··· PAGE TEXT ···
California will eventually fall into the ocean.

FICTION: The ocean is not a great hole into which California can fall, but it is itself land at a somewhat lower elevation with water above it. It’s absolutely impossible that California will be swept out to sea. Instead, southwestern California is moving horizontally northward towards Alaska as it slides past central and eastern California. The dividing point is the San Andreas fault system, which extends from the Salton Sea in the south to Cape Mendocino in the north. This 800 mile long fault is the boundary between the Pacific Plate and North American Plate. The Pacific Plate is moving to the northwest with respect to the North American Plate at approximately 46 millimeters (two inches) per year (the rate your fingernails grow). At this rate, Los Angeles and San Francisco will one day (about 15 million years from now) be next-door neighbors, and in an additional 70 million years, Los Angeles residents will find themselves with an Alaska zip code!
···
* _TASK INSTRUCTIONS_
a) Determine whether each statement below agrees with the passage on California and the ocean, answering yes or no and quoting the words of the passage that decide it: (i) The San Andreas fault system runs from the Salton Sea to Cape Mendocino. (ii) The Pacific Plate moves to the southeast relative to the North American Plate. (iii) Los Angeles and San Francisco will become next-door neighbors in roughly 15 million years.
b) Write the next part of the passage on California and the ocean, picking up directly after its final sentence.
··· ITEMS ···
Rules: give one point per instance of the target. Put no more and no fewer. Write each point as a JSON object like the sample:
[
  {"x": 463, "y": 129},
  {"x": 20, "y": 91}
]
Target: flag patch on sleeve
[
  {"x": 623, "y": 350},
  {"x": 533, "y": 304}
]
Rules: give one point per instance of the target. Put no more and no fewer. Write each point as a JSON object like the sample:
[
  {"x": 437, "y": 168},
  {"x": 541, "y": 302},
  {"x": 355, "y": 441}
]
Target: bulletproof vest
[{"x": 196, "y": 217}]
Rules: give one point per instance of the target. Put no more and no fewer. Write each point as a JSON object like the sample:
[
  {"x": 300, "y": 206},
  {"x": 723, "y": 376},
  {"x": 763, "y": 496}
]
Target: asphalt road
···
··· ITEMS ···
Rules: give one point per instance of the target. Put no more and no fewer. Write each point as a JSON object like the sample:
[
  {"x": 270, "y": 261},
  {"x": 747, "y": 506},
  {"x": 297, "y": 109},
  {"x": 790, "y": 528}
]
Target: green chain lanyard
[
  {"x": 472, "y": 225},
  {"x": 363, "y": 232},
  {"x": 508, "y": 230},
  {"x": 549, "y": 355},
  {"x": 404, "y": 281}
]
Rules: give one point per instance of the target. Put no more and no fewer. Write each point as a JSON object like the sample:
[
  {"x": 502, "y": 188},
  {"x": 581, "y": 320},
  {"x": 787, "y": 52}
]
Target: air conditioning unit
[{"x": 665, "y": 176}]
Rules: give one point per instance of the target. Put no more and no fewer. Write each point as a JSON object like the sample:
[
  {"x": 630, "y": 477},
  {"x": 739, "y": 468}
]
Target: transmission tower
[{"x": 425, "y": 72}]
···
* _WRITTEN ANSWERS_
a)
(i) Yes: "which extends from the Salton Sea in the south to Cape Mendocino in the north"
(ii) No: "The Pacific Plate is moving to the northwest with respect to the North American Plate"
(iii) Yes: "Los Angeles and San Francisco will one day (about 15 million years from now) be next-door neighbors"

b)
 

http://www.geol.lsu.edu/Faculty/Juan/PhysicalGeology_F2004/Megaquake/calif.gif

 

So, if they're correct... You'll be further away from the ocean in about 15 millions years. :p

 

-Mike-

 

Hey man...don't squash my dreams of vastly increasing the calue of my home. Of course I was not being serious...just silly. I had it explained to me once as a giant zipper working its way up the coast. Baja California used to be attached and there was no Gulf of California until the San Andreas fault slowly unzipped the land away.